**Exercise details**:
Gather every line of the data that contains the word "outline", and copy each such line in full.

══════════════════════════════

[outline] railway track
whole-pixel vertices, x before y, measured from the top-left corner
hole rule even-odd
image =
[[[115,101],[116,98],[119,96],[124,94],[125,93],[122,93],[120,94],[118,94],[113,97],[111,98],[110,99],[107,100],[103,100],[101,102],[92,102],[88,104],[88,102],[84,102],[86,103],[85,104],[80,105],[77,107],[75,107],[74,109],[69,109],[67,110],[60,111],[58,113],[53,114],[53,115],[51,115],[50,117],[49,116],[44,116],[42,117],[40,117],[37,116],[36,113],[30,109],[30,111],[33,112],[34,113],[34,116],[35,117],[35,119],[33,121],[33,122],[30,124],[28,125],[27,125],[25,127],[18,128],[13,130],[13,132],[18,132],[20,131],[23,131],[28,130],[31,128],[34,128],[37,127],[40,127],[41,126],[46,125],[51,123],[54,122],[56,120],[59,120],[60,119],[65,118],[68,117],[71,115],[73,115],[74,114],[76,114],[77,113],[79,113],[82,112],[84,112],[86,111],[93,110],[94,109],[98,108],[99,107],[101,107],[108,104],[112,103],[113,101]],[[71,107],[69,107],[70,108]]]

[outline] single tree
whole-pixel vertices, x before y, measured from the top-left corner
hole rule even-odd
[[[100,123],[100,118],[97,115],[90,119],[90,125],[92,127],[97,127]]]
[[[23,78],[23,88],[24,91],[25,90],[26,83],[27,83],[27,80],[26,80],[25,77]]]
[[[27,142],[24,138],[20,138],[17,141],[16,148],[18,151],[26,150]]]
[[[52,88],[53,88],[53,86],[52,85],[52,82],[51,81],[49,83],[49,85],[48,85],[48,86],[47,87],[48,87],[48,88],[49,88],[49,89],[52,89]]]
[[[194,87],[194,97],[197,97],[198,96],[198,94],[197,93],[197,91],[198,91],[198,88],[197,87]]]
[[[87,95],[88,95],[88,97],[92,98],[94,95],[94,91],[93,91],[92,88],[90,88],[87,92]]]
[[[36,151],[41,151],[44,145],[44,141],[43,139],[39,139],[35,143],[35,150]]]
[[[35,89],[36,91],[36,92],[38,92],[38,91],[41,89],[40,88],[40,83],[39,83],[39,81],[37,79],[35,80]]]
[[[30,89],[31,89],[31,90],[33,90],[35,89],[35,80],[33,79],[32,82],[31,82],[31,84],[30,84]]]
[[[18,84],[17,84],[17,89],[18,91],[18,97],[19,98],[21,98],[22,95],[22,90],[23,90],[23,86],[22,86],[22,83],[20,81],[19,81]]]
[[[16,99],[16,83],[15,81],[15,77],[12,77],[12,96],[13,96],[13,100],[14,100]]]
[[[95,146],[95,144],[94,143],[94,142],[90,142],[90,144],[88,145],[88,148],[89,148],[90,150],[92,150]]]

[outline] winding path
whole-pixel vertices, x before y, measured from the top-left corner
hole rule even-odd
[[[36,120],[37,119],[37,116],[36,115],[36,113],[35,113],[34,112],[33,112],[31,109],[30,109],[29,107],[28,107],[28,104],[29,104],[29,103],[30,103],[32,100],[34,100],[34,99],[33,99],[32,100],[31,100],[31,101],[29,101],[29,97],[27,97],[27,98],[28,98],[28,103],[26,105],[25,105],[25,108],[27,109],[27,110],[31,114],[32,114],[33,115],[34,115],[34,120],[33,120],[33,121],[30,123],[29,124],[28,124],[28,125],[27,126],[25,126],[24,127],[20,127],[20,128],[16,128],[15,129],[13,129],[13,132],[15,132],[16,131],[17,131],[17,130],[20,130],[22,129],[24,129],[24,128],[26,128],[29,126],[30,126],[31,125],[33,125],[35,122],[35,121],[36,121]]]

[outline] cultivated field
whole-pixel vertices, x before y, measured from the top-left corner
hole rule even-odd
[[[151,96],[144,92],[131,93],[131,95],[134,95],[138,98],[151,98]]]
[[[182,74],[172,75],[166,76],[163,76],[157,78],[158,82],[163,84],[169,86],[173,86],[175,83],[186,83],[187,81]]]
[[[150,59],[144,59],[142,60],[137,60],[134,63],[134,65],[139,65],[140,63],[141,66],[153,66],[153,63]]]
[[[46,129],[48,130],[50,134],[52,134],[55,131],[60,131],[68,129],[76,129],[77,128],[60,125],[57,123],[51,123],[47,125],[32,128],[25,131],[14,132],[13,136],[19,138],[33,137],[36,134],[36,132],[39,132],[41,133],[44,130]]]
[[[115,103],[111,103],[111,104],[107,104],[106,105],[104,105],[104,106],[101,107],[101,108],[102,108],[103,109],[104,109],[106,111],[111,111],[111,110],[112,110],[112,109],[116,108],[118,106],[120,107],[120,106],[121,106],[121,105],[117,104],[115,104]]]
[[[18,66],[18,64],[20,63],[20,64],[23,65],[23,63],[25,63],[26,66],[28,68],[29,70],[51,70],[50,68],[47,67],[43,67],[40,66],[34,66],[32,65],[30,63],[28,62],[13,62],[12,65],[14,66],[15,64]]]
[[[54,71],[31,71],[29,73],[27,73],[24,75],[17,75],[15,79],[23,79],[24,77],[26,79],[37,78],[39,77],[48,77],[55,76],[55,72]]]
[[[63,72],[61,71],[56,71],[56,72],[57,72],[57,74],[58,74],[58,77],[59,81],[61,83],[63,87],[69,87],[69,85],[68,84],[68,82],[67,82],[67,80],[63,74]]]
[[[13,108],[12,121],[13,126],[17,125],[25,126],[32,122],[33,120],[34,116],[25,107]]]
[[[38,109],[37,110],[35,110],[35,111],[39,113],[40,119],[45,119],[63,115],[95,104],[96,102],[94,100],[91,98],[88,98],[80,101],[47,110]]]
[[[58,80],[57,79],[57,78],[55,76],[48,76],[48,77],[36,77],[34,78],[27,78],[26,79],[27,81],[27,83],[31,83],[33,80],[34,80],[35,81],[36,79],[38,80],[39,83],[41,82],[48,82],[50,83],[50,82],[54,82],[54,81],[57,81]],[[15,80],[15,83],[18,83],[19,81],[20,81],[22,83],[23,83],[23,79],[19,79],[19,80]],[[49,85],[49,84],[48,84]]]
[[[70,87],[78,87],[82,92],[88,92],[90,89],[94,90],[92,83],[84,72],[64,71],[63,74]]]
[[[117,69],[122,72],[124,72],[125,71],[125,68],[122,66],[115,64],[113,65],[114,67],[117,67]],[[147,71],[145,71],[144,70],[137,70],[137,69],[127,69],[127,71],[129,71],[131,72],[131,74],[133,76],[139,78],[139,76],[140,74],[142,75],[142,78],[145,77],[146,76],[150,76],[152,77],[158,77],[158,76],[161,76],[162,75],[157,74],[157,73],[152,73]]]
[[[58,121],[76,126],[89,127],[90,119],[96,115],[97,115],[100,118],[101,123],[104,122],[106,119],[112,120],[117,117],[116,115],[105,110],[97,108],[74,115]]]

══════════════════════════════

**Correct response**:
[outline] railway track
[outline] single tree
[outline] winding path
[outline] cultivated field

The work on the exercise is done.